Data excerpts
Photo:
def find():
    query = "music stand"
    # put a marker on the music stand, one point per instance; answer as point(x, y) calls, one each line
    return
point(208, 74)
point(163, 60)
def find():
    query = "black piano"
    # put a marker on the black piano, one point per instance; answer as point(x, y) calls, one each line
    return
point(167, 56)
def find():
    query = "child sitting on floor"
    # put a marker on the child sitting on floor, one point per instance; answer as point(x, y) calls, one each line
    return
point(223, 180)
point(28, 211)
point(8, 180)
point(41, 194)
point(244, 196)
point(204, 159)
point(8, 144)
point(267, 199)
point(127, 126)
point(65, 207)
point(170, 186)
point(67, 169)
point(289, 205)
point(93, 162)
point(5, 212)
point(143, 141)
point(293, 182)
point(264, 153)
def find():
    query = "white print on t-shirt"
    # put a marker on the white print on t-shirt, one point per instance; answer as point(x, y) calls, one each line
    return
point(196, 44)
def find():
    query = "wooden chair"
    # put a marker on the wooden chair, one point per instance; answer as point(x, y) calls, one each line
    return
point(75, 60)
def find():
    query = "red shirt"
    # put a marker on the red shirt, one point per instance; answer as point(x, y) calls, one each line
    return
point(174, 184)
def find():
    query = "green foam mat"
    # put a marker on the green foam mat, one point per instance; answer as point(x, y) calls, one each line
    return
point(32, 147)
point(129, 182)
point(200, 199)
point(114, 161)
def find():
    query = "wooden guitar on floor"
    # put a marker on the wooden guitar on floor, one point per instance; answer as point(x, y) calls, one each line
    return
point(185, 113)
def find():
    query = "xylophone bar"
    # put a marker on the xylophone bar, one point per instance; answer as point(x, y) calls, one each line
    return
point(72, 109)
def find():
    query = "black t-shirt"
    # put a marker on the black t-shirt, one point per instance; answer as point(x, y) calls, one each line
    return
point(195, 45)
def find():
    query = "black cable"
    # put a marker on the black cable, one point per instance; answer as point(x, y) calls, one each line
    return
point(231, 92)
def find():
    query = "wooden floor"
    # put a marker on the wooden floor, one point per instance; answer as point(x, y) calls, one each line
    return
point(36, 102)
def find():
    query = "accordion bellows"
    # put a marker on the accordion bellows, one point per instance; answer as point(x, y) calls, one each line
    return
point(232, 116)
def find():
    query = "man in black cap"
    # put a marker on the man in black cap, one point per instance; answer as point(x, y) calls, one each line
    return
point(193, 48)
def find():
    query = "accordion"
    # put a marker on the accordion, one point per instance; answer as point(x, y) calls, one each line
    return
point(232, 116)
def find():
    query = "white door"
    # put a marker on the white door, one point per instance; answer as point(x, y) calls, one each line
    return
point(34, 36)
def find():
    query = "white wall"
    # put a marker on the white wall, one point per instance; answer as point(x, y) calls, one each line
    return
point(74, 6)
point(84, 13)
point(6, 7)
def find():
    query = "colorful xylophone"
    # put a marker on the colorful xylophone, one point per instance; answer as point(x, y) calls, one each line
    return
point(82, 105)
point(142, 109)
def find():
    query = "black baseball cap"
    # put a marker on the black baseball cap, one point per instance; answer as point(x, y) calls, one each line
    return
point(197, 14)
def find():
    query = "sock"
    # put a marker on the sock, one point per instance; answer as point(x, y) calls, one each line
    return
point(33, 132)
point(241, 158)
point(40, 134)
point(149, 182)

The problem
Copy out each record exactly as given, omitting none.

Solution to the problem
Photo:
def find():
    query = "music stand"
    # put a marker on the music stand, one point per instance; answer as point(x, y) calls, one each line
    return
point(208, 74)
point(163, 60)
def find():
    query = "black piano"
    # put a marker on the black piano, one point per instance; answer as point(x, y) calls, one each line
    return
point(167, 56)
def find():
    query = "child sitting on floor"
    # put a marker on the child sitting on floor, one point per instance; answer as point(x, y) calls, one each line
    return
point(223, 180)
point(28, 211)
point(8, 180)
point(41, 194)
point(244, 196)
point(204, 159)
point(8, 144)
point(267, 199)
point(127, 126)
point(65, 207)
point(170, 186)
point(67, 169)
point(289, 205)
point(93, 162)
point(5, 212)
point(143, 141)
point(293, 182)
point(264, 153)
def find():
    query = "white print on t-shirt"
    # put a marker on the white print on t-shirt, one point per instance; answer as point(x, y) calls, one each line
    return
point(196, 44)
def find():
    query = "wooden chair"
    # put a marker on the wooden chair, one point per instance; answer as point(x, y) calls, one each line
    return
point(75, 60)
def find():
    query = "red shirt"
    # put a marker on the red shirt, one point per instance; answer as point(x, y) calls, one each line
    return
point(174, 184)
def find():
    query = "green foam mat"
    # put a marker on the green foam mat, one point per instance; answer as point(x, y) calls, one each line
    return
point(32, 147)
point(129, 182)
point(200, 199)
point(114, 161)
def find():
    query = "wooden guitar on floor"
    # put a marker on the wooden guitar on floor, one point per instance; answer as point(x, y) calls, one each line
    return
point(185, 113)
def find():
    query = "xylophone bar"
    # put a marker on the xylophone bar, one point per instance; answer as point(x, y) calls, one each line
    return
point(72, 109)
def find():
    query = "black t-shirt"
    # put a marker on the black t-shirt, one point per instance; answer as point(x, y) calls, one each line
    return
point(195, 45)
def find():
    query = "black cable"
    # put a marker on the black cable, one point per instance; answer as point(x, y) calls, one each line
    return
point(231, 92)
def find():
    query = "wooden floor"
    # put a marker on the wooden floor, one point per instance; answer as point(x, y) calls, one each line
    return
point(36, 102)
def find():
    query = "accordion bellows"
    # put a marker on the accordion bellows, one point per instance; answer as point(x, y) calls, one each line
    return
point(232, 116)
def find():
    query = "man in black cap"
    # put a marker on the man in black cap, one point per instance; answer as point(x, y) calls, one each line
    return
point(193, 48)
def find():
    query = "accordion"
    # put a marker on the accordion, one point per instance; answer as point(x, y) calls, one each line
    return
point(232, 116)
def find():
    query = "white door"
    # put a marker on the white door, one point per instance; answer as point(x, y) calls, one each line
    return
point(34, 36)
def find():
    query = "white wall"
    # put a marker on the white wall, one point per instance; answer as point(x, y) calls, one each line
    return
point(74, 6)
point(84, 13)
point(6, 7)
def find():
    query = "colorful xylophone"
    # put a marker on the colorful xylophone, one point per instance; answer as point(x, y) calls, one each line
    return
point(82, 105)
point(142, 109)
def find():
    query = "black baseball cap"
    # put a marker on the black baseball cap, one point per instance; answer as point(x, y) calls, one each line
    return
point(197, 14)
def find():
    query = "sock"
    # put a marker on the sock, one point per instance; answer as point(x, y) calls, one each line
    return
point(33, 132)
point(241, 158)
point(40, 134)
point(149, 182)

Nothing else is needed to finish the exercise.